[Start of Attachment]

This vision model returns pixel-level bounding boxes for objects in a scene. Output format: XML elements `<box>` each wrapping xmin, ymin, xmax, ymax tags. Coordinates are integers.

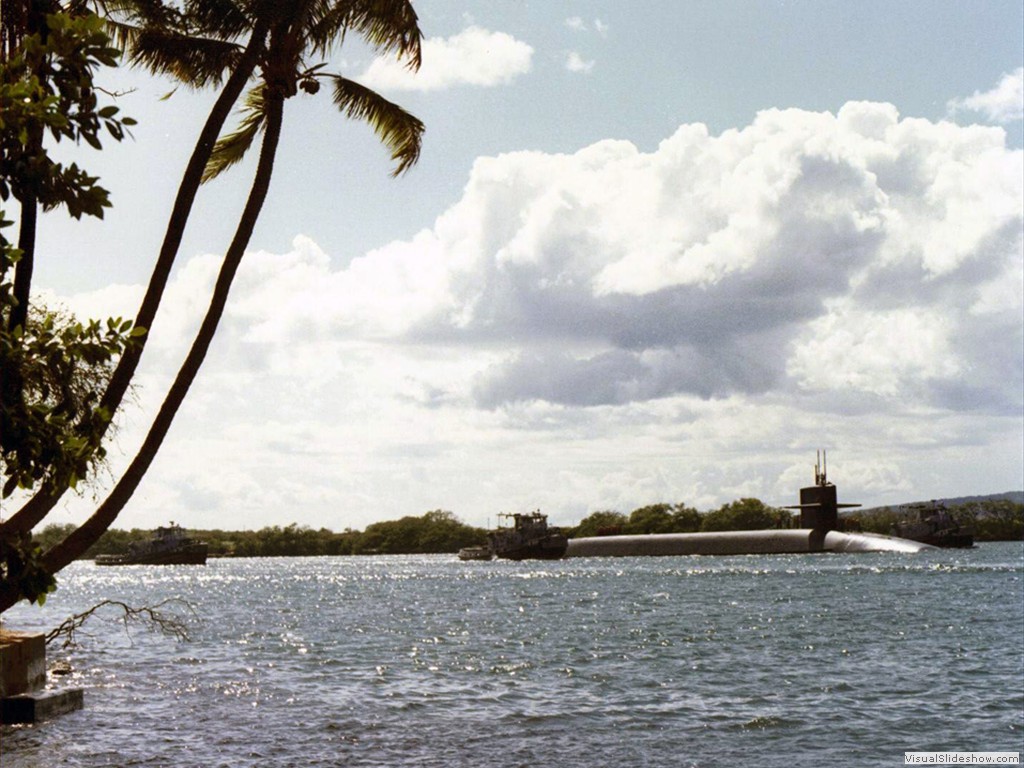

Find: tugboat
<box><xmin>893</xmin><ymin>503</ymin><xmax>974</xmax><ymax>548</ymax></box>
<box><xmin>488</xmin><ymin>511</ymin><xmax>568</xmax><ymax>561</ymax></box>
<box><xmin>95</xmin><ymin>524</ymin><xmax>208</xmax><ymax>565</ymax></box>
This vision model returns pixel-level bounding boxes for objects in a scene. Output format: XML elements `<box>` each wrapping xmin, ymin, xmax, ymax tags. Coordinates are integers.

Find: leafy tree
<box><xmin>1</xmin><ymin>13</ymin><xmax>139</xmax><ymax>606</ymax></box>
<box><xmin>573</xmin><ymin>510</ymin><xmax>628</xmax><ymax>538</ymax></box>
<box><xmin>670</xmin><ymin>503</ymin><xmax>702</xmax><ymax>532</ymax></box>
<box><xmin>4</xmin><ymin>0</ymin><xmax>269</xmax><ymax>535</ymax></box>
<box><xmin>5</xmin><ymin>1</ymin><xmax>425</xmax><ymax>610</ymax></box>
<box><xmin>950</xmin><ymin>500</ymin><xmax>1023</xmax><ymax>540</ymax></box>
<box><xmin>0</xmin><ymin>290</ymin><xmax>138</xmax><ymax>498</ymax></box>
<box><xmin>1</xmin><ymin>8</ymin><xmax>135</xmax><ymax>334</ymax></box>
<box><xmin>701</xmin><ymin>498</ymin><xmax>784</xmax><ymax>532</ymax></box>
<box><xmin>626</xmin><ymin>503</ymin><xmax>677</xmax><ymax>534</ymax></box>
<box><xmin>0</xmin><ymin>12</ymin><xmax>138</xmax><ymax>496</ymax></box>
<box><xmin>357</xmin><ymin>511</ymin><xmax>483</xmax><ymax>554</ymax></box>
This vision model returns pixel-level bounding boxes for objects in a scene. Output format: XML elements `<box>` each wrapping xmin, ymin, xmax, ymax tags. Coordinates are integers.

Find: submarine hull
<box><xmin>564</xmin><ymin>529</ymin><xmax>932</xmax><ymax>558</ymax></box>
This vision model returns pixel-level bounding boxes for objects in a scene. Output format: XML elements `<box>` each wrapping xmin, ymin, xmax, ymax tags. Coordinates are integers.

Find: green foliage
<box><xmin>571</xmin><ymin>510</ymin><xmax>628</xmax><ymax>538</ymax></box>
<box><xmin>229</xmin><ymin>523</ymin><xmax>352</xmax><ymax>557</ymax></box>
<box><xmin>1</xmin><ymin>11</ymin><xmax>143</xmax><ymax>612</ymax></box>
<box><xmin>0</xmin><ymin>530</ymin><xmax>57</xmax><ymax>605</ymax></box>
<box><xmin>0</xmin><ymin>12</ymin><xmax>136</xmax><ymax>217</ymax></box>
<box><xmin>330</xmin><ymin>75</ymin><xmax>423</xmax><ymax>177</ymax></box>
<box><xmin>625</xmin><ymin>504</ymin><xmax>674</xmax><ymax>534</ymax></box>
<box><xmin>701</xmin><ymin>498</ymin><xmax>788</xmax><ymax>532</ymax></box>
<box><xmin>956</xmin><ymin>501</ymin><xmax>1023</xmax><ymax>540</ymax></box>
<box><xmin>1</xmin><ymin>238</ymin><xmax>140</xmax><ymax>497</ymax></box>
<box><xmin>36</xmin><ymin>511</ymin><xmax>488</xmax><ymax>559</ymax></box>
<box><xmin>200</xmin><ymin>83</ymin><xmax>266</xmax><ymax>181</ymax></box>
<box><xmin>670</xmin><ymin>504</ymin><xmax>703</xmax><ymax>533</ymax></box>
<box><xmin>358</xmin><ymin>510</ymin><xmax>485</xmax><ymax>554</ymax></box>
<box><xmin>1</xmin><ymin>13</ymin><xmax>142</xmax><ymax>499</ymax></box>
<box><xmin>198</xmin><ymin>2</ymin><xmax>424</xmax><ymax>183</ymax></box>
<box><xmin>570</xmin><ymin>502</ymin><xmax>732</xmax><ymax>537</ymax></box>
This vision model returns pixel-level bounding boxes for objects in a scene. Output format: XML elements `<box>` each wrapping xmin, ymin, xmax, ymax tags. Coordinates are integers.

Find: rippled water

[End of Attachment]

A faithful copy of each entry is required, and no picture may be carried into it.

### Output
This vision model returns pixel-level bounding boxes for objects in a scene. Output format: XML elements `<box>` each wrapping xmin, ymin, xmax, ymax tags. Coordinates are integers.


Find: tugboat
<box><xmin>893</xmin><ymin>503</ymin><xmax>974</xmax><ymax>548</ymax></box>
<box><xmin>488</xmin><ymin>511</ymin><xmax>568</xmax><ymax>561</ymax></box>
<box><xmin>95</xmin><ymin>524</ymin><xmax>208</xmax><ymax>565</ymax></box>
This vision model returns pixel-level bounding boxes for objects in a scene. Output format: XML elements `<box>` each wrapping xmin, ymin, xmax, ymax tags. Coordinates are integers.

Find: leafy tree
<box><xmin>1</xmin><ymin>13</ymin><xmax>139</xmax><ymax>606</ymax></box>
<box><xmin>573</xmin><ymin>510</ymin><xmax>628</xmax><ymax>538</ymax></box>
<box><xmin>670</xmin><ymin>503</ymin><xmax>702</xmax><ymax>532</ymax></box>
<box><xmin>4</xmin><ymin>0</ymin><xmax>269</xmax><ymax>535</ymax></box>
<box><xmin>5</xmin><ymin>1</ymin><xmax>425</xmax><ymax>610</ymax></box>
<box><xmin>950</xmin><ymin>500</ymin><xmax>1023</xmax><ymax>540</ymax></box>
<box><xmin>0</xmin><ymin>290</ymin><xmax>138</xmax><ymax>498</ymax></box>
<box><xmin>1</xmin><ymin>8</ymin><xmax>135</xmax><ymax>334</ymax></box>
<box><xmin>701</xmin><ymin>498</ymin><xmax>784</xmax><ymax>532</ymax></box>
<box><xmin>626</xmin><ymin>503</ymin><xmax>677</xmax><ymax>534</ymax></box>
<box><xmin>0</xmin><ymin>12</ymin><xmax>138</xmax><ymax>496</ymax></box>
<box><xmin>357</xmin><ymin>511</ymin><xmax>483</xmax><ymax>554</ymax></box>
This vision model returns pixel-level bounding boxes for objects in a scene. Output format: XML elements `<box>` each wrapping xmin, ymin, xmax, ymax tags. Coordinates are integers.

Find: submarine hull
<box><xmin>564</xmin><ymin>529</ymin><xmax>932</xmax><ymax>558</ymax></box>
This vision model returns pixel-level bounding boxes for objects in a scene. Output format: XML elements `<box>` each wrapping xmin, ymin, xmax, ymax tags. Coordinates are integers.

Find: green foliage
<box><xmin>571</xmin><ymin>510</ymin><xmax>628</xmax><ymax>538</ymax></box>
<box><xmin>229</xmin><ymin>523</ymin><xmax>352</xmax><ymax>557</ymax></box>
<box><xmin>1</xmin><ymin>11</ymin><xmax>143</xmax><ymax>612</ymax></box>
<box><xmin>0</xmin><ymin>530</ymin><xmax>57</xmax><ymax>605</ymax></box>
<box><xmin>0</xmin><ymin>12</ymin><xmax>136</xmax><ymax>217</ymax></box>
<box><xmin>330</xmin><ymin>75</ymin><xmax>423</xmax><ymax>177</ymax></box>
<box><xmin>625</xmin><ymin>504</ymin><xmax>674</xmax><ymax>534</ymax></box>
<box><xmin>701</xmin><ymin>498</ymin><xmax>788</xmax><ymax>532</ymax></box>
<box><xmin>956</xmin><ymin>501</ymin><xmax>1023</xmax><ymax>540</ymax></box>
<box><xmin>1</xmin><ymin>238</ymin><xmax>140</xmax><ymax>497</ymax></box>
<box><xmin>36</xmin><ymin>511</ymin><xmax>488</xmax><ymax>559</ymax></box>
<box><xmin>200</xmin><ymin>83</ymin><xmax>266</xmax><ymax>181</ymax></box>
<box><xmin>670</xmin><ymin>504</ymin><xmax>703</xmax><ymax>533</ymax></box>
<box><xmin>358</xmin><ymin>510</ymin><xmax>485</xmax><ymax>554</ymax></box>
<box><xmin>1</xmin><ymin>13</ymin><xmax>142</xmax><ymax>499</ymax></box>
<box><xmin>198</xmin><ymin>2</ymin><xmax>424</xmax><ymax>183</ymax></box>
<box><xmin>570</xmin><ymin>502</ymin><xmax>732</xmax><ymax>537</ymax></box>
This vision model returns pixel-level bounding boxes for objects in a scene. Output format: XML elements `<box>` each wrapping xmin, ymin, xmax, ymax tags. Coordinates are integers.

Find: rippled water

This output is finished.